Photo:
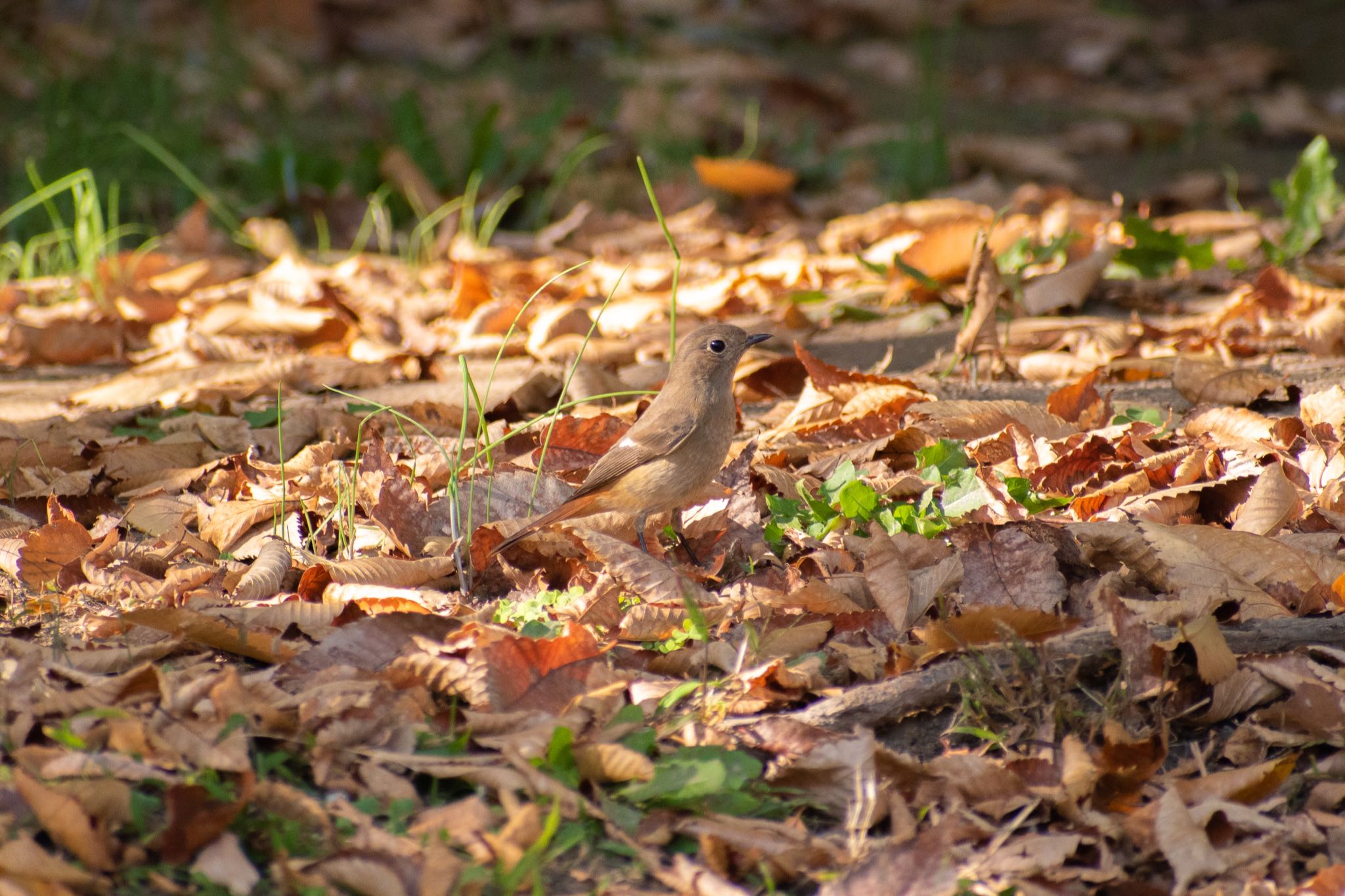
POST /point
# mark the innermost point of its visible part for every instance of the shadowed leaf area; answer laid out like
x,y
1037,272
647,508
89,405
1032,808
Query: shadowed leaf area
x,y
1023,563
------------------------------------------------------------------------
• **REQUIRED WORK**
Lay out every line of the rows above as a Markdown table with the columns n and Line, where n numbers each line in order and blank lines are skipped. Omit the pictures.

• **COMPLETE OUTPUT**
| n | Line |
|---|---|
| 1 | Photo: |
| 2 | POST /point |
| 3 | # mark the innermost point of its visible part for every instance of the shadowed leaf area; answer laid out like |
| 4 | x,y |
| 5 | 1037,272 |
| 6 | 647,508 |
| 7 | 89,405 |
| 8 | 1032,808 |
| 9 | Query: shadowed leaf area |
| 10 | x,y |
| 11 | 1023,563 |